→ **What you should do**
Can you find every line in the material below that contains the word "conical", matching case exactly, and copy each of those lines?

════════

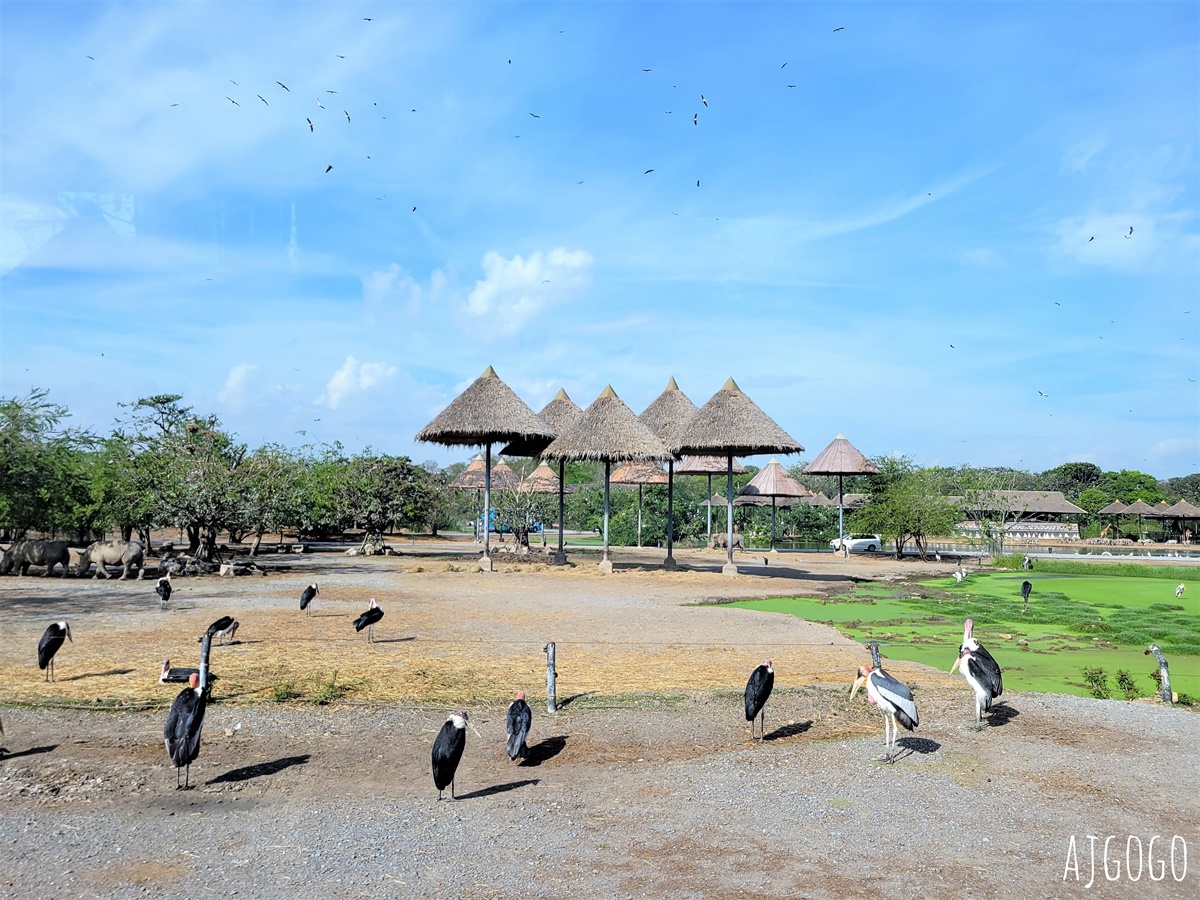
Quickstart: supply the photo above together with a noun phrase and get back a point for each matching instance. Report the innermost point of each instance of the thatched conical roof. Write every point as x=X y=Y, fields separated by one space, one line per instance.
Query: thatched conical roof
x=541 y=480
x=707 y=466
x=774 y=481
x=503 y=477
x=730 y=423
x=471 y=478
x=841 y=459
x=486 y=413
x=639 y=473
x=607 y=431
x=669 y=414
x=559 y=414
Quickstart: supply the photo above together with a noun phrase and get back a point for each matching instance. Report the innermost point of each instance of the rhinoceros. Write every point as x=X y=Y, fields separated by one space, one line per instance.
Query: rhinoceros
x=123 y=553
x=720 y=540
x=23 y=555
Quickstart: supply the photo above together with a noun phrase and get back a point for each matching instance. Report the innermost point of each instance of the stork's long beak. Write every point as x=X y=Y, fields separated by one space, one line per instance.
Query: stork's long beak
x=858 y=683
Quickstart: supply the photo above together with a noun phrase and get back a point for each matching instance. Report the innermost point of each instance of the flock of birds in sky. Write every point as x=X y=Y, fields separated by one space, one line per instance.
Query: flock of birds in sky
x=185 y=720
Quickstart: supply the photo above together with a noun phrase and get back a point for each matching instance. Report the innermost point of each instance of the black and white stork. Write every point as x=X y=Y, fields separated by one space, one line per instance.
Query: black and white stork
x=49 y=645
x=981 y=671
x=163 y=591
x=181 y=733
x=517 y=726
x=759 y=688
x=448 y=749
x=367 y=621
x=893 y=699
x=306 y=598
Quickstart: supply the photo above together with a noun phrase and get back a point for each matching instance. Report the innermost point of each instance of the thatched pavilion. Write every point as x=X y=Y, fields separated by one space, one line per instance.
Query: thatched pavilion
x=559 y=414
x=607 y=432
x=731 y=424
x=666 y=417
x=489 y=412
x=841 y=459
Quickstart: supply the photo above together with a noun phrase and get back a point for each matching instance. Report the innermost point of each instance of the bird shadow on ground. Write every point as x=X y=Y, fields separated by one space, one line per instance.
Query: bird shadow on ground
x=97 y=675
x=5 y=755
x=261 y=769
x=567 y=701
x=497 y=789
x=786 y=731
x=546 y=749
x=919 y=745
x=1001 y=715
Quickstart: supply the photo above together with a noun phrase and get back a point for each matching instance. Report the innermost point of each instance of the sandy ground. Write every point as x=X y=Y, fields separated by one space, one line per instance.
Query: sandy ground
x=645 y=784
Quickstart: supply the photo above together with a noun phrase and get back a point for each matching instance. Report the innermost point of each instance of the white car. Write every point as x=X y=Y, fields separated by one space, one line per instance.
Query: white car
x=858 y=543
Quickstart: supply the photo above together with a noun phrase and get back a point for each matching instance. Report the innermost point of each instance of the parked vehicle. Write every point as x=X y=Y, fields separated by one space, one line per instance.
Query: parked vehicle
x=858 y=543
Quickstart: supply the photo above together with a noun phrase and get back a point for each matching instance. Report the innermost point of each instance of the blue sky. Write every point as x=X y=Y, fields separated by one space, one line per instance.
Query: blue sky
x=904 y=229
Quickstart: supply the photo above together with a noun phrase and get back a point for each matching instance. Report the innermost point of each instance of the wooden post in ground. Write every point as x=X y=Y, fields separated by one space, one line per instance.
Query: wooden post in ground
x=1163 y=675
x=551 y=695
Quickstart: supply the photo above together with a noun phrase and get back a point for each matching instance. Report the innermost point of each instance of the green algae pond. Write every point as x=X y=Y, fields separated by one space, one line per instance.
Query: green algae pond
x=1073 y=622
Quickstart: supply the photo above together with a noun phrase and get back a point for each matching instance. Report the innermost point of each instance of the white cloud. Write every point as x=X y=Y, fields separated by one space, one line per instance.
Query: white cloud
x=515 y=291
x=234 y=391
x=352 y=378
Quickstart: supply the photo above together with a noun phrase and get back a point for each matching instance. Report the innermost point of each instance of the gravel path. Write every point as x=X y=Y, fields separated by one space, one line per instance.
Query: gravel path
x=657 y=795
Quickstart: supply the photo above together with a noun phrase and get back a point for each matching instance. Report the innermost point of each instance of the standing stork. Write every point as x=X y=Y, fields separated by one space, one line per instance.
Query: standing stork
x=517 y=726
x=367 y=619
x=979 y=670
x=759 y=688
x=448 y=749
x=49 y=645
x=163 y=591
x=181 y=733
x=306 y=598
x=893 y=699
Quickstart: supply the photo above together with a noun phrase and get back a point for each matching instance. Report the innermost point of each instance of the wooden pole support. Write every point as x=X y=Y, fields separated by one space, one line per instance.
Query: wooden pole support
x=551 y=675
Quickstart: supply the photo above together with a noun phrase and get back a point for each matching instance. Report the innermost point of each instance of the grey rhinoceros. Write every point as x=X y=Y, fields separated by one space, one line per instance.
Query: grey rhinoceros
x=123 y=553
x=23 y=555
x=720 y=540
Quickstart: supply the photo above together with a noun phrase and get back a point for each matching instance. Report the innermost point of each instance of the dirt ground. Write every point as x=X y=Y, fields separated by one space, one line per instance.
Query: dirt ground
x=645 y=784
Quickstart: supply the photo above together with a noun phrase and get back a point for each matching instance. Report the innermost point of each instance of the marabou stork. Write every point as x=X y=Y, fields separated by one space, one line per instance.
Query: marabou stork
x=893 y=699
x=448 y=749
x=181 y=733
x=163 y=591
x=367 y=619
x=981 y=671
x=49 y=645
x=306 y=598
x=517 y=726
x=762 y=679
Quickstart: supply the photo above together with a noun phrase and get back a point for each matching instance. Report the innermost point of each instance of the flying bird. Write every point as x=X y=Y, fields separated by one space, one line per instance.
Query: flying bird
x=893 y=699
x=181 y=733
x=163 y=591
x=517 y=726
x=367 y=621
x=448 y=749
x=306 y=598
x=979 y=670
x=49 y=645
x=759 y=688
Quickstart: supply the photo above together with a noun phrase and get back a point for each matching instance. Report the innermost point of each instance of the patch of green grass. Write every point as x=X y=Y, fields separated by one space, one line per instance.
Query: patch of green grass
x=1072 y=623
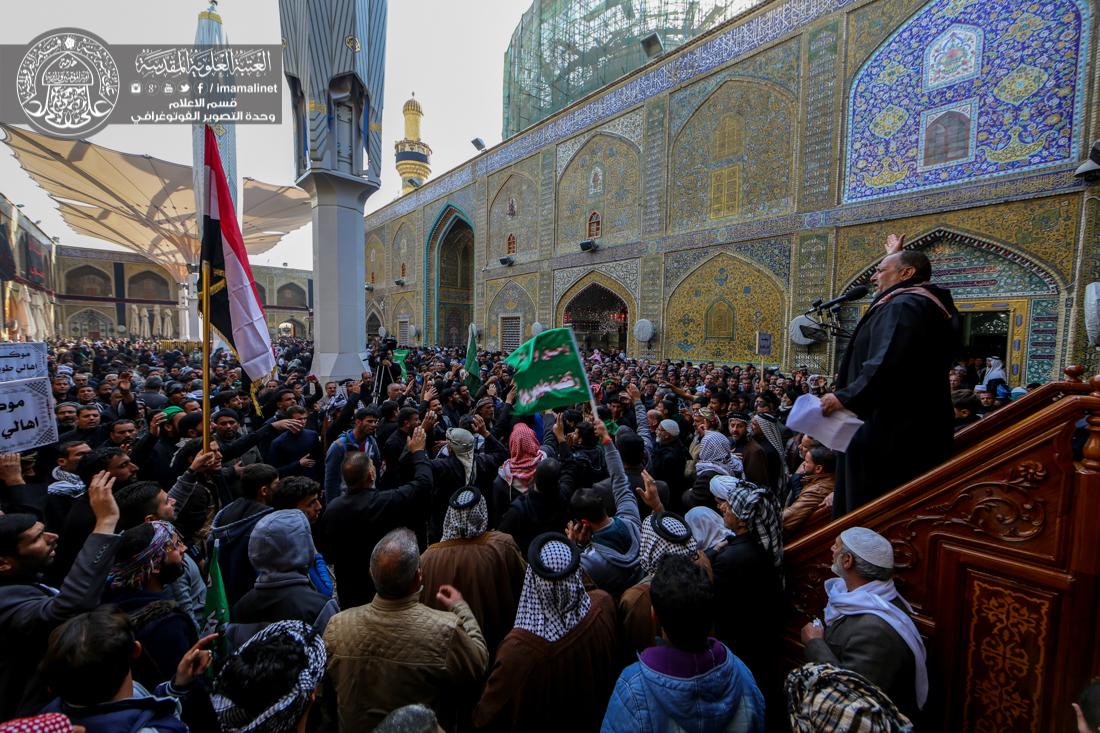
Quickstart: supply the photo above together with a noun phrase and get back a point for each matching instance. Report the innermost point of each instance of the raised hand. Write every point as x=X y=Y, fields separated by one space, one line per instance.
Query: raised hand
x=101 y=498
x=448 y=595
x=417 y=440
x=196 y=662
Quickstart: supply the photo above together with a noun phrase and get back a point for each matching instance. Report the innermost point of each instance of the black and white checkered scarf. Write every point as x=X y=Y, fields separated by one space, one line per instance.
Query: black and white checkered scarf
x=469 y=523
x=821 y=697
x=551 y=609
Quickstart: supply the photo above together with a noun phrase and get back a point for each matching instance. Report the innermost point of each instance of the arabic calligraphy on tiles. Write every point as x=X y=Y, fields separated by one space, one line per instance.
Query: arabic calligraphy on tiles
x=966 y=90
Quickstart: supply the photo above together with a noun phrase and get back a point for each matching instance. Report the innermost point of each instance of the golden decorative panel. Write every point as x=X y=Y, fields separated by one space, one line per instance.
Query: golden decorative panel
x=514 y=212
x=1045 y=229
x=604 y=176
x=735 y=157
x=715 y=312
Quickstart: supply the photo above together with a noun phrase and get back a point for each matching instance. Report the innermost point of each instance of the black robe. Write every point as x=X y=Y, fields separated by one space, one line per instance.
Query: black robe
x=892 y=378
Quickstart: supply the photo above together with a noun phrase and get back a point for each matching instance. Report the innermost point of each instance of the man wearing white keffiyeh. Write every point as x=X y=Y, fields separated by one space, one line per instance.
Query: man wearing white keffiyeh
x=558 y=666
x=485 y=564
x=662 y=533
x=868 y=626
x=715 y=459
x=750 y=561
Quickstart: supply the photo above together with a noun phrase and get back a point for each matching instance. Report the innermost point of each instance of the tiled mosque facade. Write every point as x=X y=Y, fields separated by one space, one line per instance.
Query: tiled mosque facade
x=735 y=181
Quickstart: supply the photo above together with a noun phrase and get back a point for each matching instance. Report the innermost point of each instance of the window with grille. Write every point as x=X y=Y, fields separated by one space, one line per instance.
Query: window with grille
x=728 y=137
x=595 y=225
x=510 y=334
x=726 y=192
x=947 y=139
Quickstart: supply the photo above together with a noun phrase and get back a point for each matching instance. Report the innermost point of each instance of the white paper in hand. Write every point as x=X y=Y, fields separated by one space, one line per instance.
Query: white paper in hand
x=834 y=431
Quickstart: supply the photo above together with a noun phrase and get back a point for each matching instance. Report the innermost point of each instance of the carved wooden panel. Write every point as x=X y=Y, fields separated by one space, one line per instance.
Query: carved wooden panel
x=1005 y=655
x=998 y=553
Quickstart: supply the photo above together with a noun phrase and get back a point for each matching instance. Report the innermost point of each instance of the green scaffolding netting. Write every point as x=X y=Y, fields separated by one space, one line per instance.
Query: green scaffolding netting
x=563 y=50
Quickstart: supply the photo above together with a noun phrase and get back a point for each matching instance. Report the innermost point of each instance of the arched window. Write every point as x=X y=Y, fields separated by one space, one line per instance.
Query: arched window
x=595 y=225
x=596 y=182
x=719 y=320
x=728 y=137
x=149 y=286
x=947 y=139
x=726 y=192
x=88 y=281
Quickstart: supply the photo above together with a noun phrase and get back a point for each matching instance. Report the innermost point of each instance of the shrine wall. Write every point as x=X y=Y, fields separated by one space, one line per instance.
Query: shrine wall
x=730 y=183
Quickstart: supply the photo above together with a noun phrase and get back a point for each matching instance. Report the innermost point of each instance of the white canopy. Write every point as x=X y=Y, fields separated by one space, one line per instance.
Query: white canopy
x=144 y=204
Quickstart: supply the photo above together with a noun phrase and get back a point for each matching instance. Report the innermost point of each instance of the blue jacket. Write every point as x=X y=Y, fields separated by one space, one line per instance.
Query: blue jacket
x=722 y=700
x=142 y=713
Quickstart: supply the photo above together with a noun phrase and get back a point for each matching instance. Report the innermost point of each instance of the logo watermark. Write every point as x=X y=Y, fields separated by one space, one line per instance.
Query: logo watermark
x=69 y=83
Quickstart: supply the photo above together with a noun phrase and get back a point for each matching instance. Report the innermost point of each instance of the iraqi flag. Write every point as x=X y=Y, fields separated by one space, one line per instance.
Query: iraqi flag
x=235 y=309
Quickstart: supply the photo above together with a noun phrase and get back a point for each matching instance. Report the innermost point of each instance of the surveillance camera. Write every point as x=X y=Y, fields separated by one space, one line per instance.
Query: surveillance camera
x=1090 y=168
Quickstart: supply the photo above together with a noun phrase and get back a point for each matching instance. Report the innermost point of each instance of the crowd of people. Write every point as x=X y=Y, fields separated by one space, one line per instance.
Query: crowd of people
x=403 y=551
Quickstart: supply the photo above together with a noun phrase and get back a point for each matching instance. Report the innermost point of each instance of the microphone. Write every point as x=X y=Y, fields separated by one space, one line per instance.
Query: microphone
x=854 y=294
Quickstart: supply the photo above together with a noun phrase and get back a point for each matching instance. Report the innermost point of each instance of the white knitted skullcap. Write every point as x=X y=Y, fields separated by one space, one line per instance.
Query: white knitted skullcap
x=869 y=545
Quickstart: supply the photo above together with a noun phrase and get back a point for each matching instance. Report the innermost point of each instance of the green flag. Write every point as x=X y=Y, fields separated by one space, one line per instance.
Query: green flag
x=473 y=371
x=217 y=606
x=549 y=372
x=399 y=356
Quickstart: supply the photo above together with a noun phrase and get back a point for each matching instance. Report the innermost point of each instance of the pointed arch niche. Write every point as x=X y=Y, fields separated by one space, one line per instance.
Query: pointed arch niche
x=988 y=276
x=449 y=276
x=714 y=313
x=612 y=291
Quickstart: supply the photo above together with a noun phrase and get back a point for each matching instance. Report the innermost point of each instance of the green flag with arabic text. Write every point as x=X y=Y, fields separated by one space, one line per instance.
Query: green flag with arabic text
x=473 y=370
x=549 y=372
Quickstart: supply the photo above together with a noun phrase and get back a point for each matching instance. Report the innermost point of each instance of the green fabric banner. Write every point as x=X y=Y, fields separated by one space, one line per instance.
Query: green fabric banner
x=217 y=608
x=473 y=370
x=399 y=356
x=549 y=372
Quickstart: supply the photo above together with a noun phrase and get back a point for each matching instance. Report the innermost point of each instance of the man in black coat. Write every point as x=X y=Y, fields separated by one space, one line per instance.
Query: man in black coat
x=892 y=378
x=354 y=523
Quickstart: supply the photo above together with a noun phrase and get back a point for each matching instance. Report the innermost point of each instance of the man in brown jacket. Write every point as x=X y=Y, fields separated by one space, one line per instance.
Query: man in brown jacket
x=817 y=471
x=556 y=669
x=395 y=651
x=485 y=564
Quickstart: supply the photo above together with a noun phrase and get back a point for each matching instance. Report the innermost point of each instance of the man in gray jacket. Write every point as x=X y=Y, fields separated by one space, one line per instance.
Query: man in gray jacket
x=868 y=626
x=31 y=610
x=609 y=555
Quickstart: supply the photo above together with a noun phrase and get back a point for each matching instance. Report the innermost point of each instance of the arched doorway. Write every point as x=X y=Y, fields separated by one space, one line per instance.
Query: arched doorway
x=91 y=325
x=454 y=280
x=600 y=318
x=373 y=324
x=1008 y=303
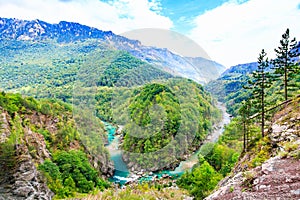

════════

→ **Solution to this exercise**
Quickstart: supply the photo above together with a noun phrase and get back a point for each matching instance. Report the innermost point of each instance of the thatched conical roof. Write every point as x=X y=Y, fields separated by one space, one line per instance.
Query: thatched conical roof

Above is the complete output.